● WHAT YOU NEED TO DO
Gather every line of the records below that contains the string "crowd", and copy each one in full. Case counts, so match only that exact capitalization.

***** DATA SECTION

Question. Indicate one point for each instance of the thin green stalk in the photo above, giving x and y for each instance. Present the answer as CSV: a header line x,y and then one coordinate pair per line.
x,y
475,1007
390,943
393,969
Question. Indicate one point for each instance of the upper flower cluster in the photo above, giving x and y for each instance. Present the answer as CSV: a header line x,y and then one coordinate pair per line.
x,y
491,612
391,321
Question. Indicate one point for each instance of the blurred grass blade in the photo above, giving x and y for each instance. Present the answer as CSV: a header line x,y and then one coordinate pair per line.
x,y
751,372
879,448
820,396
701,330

**********
***** DATA SECTION

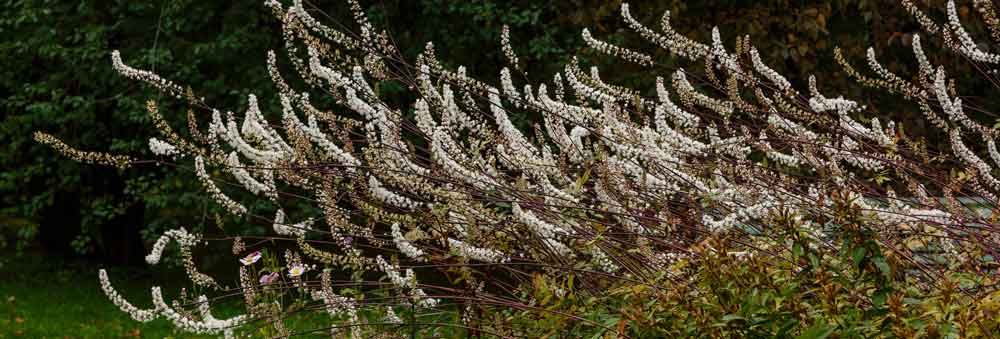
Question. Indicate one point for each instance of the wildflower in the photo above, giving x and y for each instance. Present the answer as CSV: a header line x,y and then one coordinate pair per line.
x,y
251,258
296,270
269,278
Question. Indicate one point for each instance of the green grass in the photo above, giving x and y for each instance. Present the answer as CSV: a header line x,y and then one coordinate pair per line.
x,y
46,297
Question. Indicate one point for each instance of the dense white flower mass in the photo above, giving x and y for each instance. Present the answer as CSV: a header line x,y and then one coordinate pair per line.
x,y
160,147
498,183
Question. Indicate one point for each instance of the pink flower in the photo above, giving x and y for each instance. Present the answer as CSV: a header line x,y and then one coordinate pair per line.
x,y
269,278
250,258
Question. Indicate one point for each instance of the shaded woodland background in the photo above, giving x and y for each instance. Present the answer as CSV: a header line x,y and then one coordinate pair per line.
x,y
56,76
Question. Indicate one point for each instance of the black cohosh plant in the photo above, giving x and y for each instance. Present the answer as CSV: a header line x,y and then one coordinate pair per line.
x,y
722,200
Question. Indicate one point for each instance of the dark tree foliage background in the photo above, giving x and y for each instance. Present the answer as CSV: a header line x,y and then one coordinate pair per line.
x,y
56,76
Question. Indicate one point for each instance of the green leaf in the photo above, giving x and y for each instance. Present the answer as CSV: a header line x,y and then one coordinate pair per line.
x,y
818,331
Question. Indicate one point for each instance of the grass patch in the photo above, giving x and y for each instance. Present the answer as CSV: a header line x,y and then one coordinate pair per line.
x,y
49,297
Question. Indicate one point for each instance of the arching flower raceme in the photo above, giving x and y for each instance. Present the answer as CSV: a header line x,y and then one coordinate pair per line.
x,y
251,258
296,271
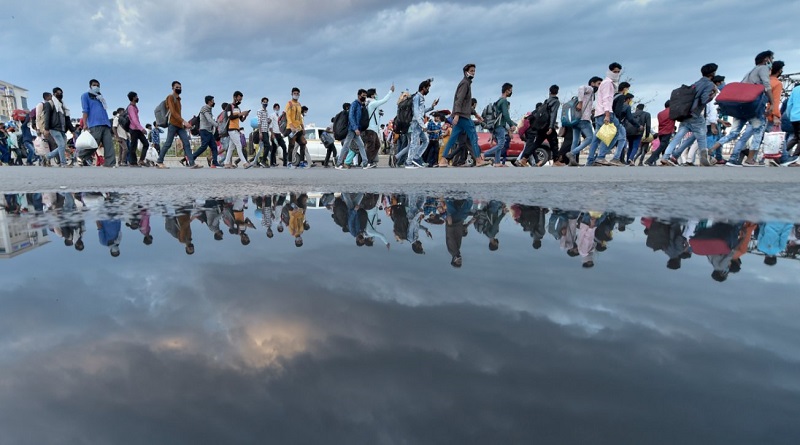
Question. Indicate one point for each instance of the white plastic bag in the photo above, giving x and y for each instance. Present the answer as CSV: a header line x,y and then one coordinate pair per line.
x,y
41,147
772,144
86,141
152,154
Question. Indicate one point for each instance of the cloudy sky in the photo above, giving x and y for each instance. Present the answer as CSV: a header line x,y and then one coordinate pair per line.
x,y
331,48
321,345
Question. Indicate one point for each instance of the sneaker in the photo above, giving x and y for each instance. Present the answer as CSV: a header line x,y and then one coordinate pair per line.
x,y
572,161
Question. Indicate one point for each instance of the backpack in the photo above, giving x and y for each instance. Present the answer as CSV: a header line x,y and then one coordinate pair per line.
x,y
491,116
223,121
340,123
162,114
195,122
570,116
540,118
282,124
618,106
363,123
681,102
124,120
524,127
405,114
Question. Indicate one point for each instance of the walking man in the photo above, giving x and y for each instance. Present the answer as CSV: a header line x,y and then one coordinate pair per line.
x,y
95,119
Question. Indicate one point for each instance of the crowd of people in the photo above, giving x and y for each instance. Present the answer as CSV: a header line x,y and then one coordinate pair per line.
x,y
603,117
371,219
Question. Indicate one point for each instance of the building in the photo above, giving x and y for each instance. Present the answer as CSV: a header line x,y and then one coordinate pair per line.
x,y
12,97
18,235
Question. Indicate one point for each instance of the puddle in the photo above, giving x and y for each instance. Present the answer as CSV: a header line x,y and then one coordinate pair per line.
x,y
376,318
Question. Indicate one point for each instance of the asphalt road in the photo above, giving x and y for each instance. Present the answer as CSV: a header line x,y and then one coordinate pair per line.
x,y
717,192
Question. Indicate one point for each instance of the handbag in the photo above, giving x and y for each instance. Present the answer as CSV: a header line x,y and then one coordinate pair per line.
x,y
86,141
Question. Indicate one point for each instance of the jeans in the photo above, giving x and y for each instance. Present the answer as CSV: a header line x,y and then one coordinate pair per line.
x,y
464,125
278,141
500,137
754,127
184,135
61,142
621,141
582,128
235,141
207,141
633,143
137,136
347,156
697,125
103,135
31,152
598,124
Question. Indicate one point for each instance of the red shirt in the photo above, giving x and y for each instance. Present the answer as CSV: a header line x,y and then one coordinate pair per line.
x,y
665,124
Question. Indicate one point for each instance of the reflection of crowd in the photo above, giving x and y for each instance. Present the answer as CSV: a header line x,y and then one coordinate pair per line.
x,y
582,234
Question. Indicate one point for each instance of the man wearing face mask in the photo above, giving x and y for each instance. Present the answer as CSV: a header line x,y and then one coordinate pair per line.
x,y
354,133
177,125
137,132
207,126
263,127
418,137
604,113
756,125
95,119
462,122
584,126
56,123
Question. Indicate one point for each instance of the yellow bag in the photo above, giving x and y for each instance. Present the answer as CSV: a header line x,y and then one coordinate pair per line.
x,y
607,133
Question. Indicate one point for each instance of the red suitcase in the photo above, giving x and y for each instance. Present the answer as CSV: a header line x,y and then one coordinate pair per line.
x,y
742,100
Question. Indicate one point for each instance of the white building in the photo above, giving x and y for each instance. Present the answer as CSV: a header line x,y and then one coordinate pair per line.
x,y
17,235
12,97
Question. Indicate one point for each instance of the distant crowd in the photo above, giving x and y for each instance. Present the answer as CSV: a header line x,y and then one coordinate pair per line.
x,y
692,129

**********
***** DATA SECTION

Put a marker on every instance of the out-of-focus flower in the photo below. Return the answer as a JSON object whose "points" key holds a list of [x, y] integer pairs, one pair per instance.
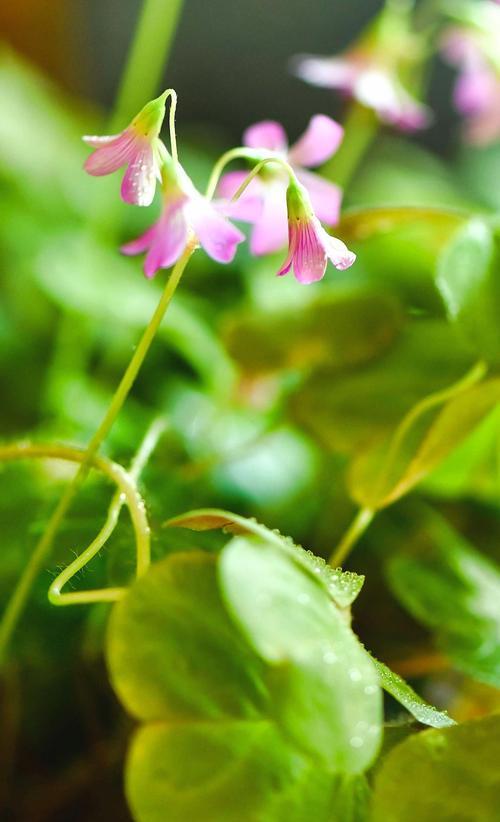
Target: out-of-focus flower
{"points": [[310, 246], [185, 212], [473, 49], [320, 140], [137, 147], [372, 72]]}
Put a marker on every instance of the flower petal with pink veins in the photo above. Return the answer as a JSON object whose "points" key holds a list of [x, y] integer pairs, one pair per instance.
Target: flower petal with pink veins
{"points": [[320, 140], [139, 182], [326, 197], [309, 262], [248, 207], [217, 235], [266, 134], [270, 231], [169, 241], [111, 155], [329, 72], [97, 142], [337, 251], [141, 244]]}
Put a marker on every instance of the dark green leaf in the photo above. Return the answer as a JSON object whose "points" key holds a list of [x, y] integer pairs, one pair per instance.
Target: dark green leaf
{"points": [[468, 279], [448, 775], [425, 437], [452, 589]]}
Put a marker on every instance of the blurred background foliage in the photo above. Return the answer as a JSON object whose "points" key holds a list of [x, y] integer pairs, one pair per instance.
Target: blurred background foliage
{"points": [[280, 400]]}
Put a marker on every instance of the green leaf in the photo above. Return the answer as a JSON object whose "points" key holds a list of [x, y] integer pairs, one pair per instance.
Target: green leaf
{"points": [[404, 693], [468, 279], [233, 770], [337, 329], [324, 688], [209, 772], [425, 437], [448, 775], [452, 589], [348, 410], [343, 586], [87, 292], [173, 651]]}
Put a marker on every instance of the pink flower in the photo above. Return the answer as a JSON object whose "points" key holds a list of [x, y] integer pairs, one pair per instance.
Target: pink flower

**********

● WRITTEN ANSWER
Question. Indicate one point for each instance of the crowd of people in the photo above, giving x and y for each instance. Present the answer as CSV: a header line x,y and then one coordinate pair per line.
Question. Indicate one point for each instance of the reflection of crowd in the photo above, giving x and y for each instance. Present the answer as CSV: a header line x,y and then one coordinate pair per line.
Question. Indicate one point for each instance of the distant crowd in the photo above, giving x and y for each instance. Present the answer as CSV: a header line x,y and then one coordinate pair per line.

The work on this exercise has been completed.